Problem requirements –
Count the lines in the entries below that contain the word "girl", matching case exactly. Reply with the number alone.

Source records –
-=-=-

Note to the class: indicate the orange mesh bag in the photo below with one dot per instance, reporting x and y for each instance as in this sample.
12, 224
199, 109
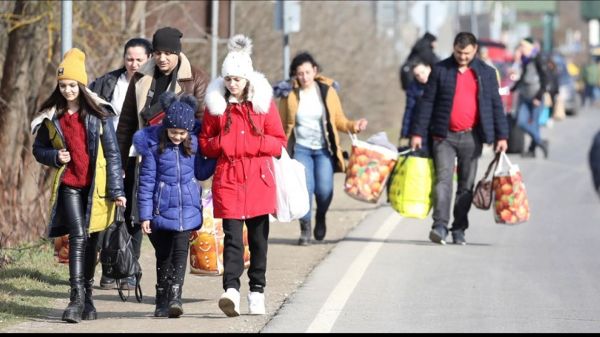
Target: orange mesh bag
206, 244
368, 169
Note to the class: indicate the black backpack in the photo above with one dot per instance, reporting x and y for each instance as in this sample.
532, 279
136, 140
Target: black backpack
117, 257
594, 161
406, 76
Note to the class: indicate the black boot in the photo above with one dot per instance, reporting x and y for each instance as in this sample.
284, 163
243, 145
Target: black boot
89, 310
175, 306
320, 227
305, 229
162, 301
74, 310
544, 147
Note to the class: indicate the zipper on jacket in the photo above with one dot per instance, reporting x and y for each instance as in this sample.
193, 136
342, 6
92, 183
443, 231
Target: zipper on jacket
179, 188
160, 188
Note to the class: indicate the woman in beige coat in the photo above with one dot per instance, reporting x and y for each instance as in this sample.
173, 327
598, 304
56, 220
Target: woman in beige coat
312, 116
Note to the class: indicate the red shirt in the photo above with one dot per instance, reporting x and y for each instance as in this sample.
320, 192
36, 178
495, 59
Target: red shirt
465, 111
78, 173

-=-=-

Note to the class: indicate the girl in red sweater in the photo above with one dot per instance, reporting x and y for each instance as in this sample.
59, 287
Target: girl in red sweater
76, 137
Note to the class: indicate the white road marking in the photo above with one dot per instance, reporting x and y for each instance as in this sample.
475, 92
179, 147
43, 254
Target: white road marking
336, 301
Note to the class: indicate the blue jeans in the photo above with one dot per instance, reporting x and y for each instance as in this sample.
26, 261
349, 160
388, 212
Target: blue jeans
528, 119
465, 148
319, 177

-=-=-

Exercise solution –
2